§ **Given request**
Reproduce word for word the lines below, starting with the line that contains "Tag the clear" and continuing through the final line of the records.

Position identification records

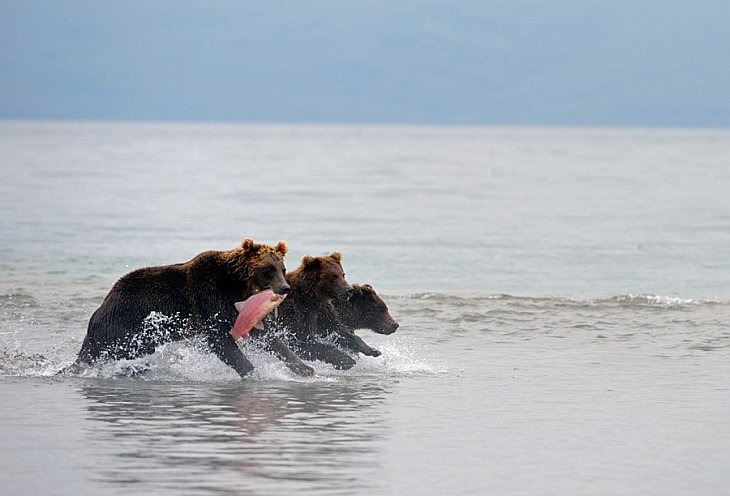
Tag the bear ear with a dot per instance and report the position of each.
(282, 248)
(247, 244)
(310, 262)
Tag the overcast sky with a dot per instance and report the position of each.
(583, 62)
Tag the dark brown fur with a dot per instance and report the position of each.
(196, 297)
(309, 313)
(366, 310)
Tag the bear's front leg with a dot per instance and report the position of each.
(279, 348)
(225, 347)
(351, 341)
(314, 350)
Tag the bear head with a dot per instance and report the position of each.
(263, 266)
(323, 279)
(369, 311)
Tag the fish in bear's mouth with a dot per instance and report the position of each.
(252, 310)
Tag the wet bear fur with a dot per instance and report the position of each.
(192, 298)
(309, 313)
(364, 310)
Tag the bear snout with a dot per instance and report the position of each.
(390, 327)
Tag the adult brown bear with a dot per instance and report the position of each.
(364, 309)
(310, 313)
(155, 305)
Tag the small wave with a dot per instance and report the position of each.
(624, 299)
(658, 300)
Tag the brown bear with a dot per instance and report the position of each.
(363, 310)
(309, 312)
(155, 305)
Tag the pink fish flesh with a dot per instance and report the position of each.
(253, 310)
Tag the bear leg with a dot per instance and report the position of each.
(351, 341)
(225, 347)
(314, 350)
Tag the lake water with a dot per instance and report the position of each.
(563, 295)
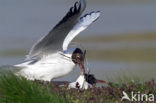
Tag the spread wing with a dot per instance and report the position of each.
(83, 23)
(53, 41)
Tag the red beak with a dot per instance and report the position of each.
(82, 67)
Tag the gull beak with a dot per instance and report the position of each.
(81, 65)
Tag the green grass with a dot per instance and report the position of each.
(19, 90)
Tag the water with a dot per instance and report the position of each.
(24, 22)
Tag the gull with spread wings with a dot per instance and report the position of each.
(50, 57)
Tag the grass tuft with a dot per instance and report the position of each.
(19, 90)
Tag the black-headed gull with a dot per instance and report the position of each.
(50, 57)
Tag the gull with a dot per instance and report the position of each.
(50, 57)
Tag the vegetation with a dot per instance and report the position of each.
(19, 90)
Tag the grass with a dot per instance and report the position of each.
(19, 90)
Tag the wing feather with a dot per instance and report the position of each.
(53, 41)
(83, 23)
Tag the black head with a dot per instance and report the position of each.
(78, 56)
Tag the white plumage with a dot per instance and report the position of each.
(49, 57)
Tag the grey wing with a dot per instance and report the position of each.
(53, 41)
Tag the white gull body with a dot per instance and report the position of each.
(49, 57)
(48, 68)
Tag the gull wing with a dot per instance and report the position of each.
(83, 23)
(53, 41)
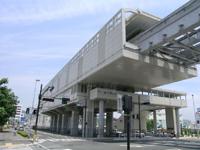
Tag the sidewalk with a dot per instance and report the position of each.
(9, 139)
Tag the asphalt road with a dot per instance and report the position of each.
(48, 141)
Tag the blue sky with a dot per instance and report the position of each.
(38, 37)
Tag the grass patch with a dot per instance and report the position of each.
(23, 133)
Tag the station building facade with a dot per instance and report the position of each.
(118, 60)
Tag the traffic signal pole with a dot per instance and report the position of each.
(128, 130)
(127, 107)
(37, 113)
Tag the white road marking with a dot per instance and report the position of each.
(137, 145)
(174, 149)
(43, 146)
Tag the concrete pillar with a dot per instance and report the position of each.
(74, 123)
(68, 123)
(177, 123)
(58, 123)
(101, 119)
(84, 122)
(134, 119)
(155, 121)
(171, 120)
(90, 118)
(143, 117)
(62, 124)
(109, 122)
(55, 123)
(95, 124)
(52, 123)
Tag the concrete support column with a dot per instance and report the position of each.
(52, 123)
(109, 123)
(155, 121)
(62, 124)
(144, 115)
(171, 120)
(74, 123)
(177, 123)
(58, 123)
(84, 122)
(68, 123)
(90, 118)
(101, 119)
(55, 123)
(95, 124)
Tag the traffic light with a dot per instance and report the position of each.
(65, 100)
(34, 111)
(48, 99)
(127, 103)
(27, 110)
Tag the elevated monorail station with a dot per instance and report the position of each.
(134, 53)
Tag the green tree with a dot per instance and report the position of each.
(8, 102)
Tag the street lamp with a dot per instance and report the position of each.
(41, 94)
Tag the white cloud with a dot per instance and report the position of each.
(16, 11)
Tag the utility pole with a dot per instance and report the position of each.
(50, 88)
(194, 111)
(139, 115)
(33, 101)
(127, 107)
(37, 112)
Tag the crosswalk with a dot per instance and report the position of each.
(60, 140)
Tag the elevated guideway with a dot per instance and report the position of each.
(137, 49)
(133, 53)
(175, 38)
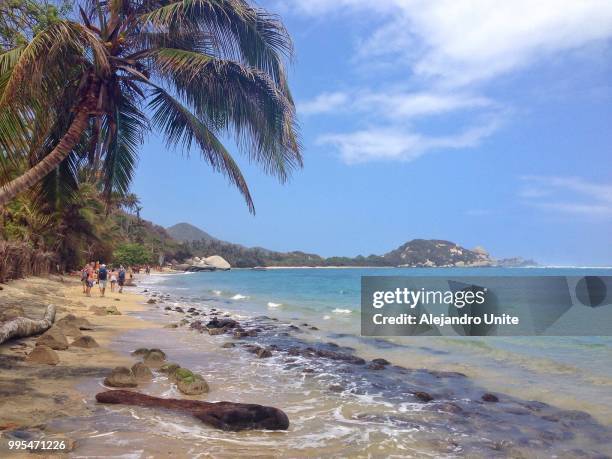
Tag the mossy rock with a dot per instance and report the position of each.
(142, 372)
(120, 377)
(140, 352)
(54, 338)
(182, 373)
(169, 369)
(85, 341)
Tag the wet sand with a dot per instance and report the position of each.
(337, 405)
(32, 394)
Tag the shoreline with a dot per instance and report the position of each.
(303, 370)
(34, 393)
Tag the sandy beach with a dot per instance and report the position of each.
(32, 393)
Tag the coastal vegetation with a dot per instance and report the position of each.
(81, 86)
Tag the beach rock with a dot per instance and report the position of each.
(85, 341)
(112, 311)
(43, 354)
(140, 352)
(11, 312)
(336, 388)
(222, 323)
(70, 330)
(375, 366)
(154, 358)
(120, 377)
(169, 369)
(488, 397)
(105, 310)
(141, 372)
(217, 262)
(221, 415)
(263, 353)
(192, 385)
(216, 331)
(423, 396)
(54, 338)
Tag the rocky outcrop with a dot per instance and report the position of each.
(212, 263)
(154, 358)
(54, 338)
(190, 383)
(85, 341)
(120, 377)
(222, 415)
(43, 354)
(141, 372)
(436, 253)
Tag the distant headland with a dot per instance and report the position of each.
(415, 253)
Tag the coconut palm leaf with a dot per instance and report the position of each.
(181, 127)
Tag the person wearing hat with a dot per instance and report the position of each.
(102, 278)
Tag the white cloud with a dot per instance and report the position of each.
(459, 42)
(396, 144)
(323, 103)
(395, 105)
(449, 49)
(572, 195)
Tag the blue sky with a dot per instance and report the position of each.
(473, 121)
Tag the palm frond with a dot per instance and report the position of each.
(180, 126)
(125, 134)
(239, 99)
(239, 31)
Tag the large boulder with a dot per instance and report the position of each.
(218, 263)
(120, 377)
(54, 338)
(43, 354)
(190, 383)
(141, 372)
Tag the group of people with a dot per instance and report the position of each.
(95, 272)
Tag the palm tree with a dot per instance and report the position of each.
(89, 90)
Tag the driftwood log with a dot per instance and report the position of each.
(222, 415)
(20, 327)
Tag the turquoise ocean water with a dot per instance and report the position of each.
(571, 372)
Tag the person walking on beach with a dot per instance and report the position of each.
(91, 277)
(113, 279)
(102, 279)
(121, 278)
(84, 277)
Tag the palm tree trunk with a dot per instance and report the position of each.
(49, 162)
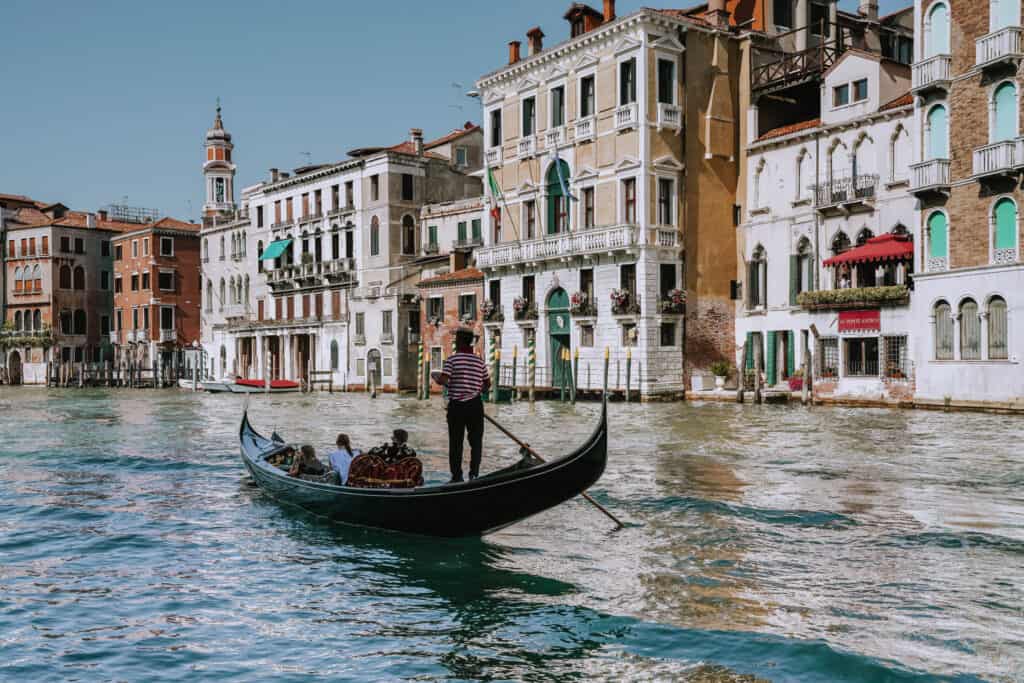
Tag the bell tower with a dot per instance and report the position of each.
(218, 170)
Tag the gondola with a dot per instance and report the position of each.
(470, 509)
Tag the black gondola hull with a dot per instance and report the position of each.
(473, 508)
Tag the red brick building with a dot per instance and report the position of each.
(446, 302)
(157, 292)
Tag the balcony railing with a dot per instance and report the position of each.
(934, 72)
(596, 241)
(670, 116)
(996, 159)
(930, 175)
(841, 191)
(626, 117)
(1004, 44)
(585, 129)
(526, 146)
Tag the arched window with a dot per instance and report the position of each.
(943, 331)
(375, 237)
(937, 133)
(1005, 231)
(408, 235)
(80, 322)
(1005, 114)
(937, 31)
(970, 331)
(558, 204)
(998, 347)
(938, 242)
(757, 279)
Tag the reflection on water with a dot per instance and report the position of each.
(776, 544)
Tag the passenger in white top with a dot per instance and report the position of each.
(341, 459)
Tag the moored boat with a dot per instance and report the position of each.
(472, 508)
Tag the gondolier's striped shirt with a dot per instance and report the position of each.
(467, 374)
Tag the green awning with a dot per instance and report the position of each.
(274, 250)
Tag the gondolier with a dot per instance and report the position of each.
(465, 375)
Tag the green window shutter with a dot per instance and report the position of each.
(794, 279)
(791, 353)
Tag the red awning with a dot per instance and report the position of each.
(886, 247)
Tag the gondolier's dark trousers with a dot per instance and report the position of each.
(465, 417)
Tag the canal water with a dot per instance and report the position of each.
(764, 543)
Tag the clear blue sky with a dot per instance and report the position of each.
(101, 100)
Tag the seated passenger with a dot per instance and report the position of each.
(305, 463)
(341, 459)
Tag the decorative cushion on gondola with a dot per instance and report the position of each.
(368, 471)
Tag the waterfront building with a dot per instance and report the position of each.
(970, 157)
(314, 275)
(613, 156)
(58, 287)
(157, 294)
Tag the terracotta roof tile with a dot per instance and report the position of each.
(466, 274)
(792, 128)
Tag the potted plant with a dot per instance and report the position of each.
(721, 370)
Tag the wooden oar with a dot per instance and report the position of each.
(538, 456)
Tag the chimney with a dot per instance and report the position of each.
(536, 38)
(609, 10)
(514, 51)
(868, 9)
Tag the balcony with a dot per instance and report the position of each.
(998, 47)
(997, 159)
(559, 247)
(932, 73)
(845, 196)
(670, 116)
(626, 117)
(930, 176)
(554, 137)
(585, 129)
(526, 146)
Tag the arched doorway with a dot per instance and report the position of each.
(374, 368)
(559, 331)
(14, 368)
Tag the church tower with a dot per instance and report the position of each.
(218, 171)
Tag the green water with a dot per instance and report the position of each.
(788, 545)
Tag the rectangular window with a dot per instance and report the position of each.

§ **Complete response**
Tag the clear blue sky with a dot per instance and report the position of each.
(101, 100)
Tag the seated passenger with a dot per instance and report the position of each.
(305, 463)
(341, 459)
Tag the decorative cushion on gondola with a dot per instance and report the position of each.
(368, 471)
Tag the waterfront building with a dot per instance and report the position of each.
(970, 157)
(314, 275)
(613, 156)
(58, 287)
(157, 294)
Tag the terracotta roof tile with a dot per instance and report the position of each.
(466, 274)
(792, 128)
Tag the potted plant with a dot per instance and report the position of each.
(721, 370)
Tag the wooden oar with a dot per instance and report the position of each.
(538, 456)
Tag the chimney with a dot per instance and report the position of each.
(536, 38)
(609, 10)
(514, 51)
(868, 9)
Tag the balcony with a dot per instance and report the position of each.
(998, 47)
(997, 159)
(559, 247)
(932, 73)
(845, 196)
(670, 116)
(626, 117)
(930, 176)
(554, 137)
(585, 129)
(526, 146)
Tag the arched doorway with a dot per instance and report the position of each.
(374, 368)
(559, 331)
(14, 368)
Tag the church tower with a dot per instance and report the position of each.
(218, 171)
Tag the green water with a dot per instance and report the position of each.
(788, 545)
Tag the rectangular window with a dot per instance and report the position of each.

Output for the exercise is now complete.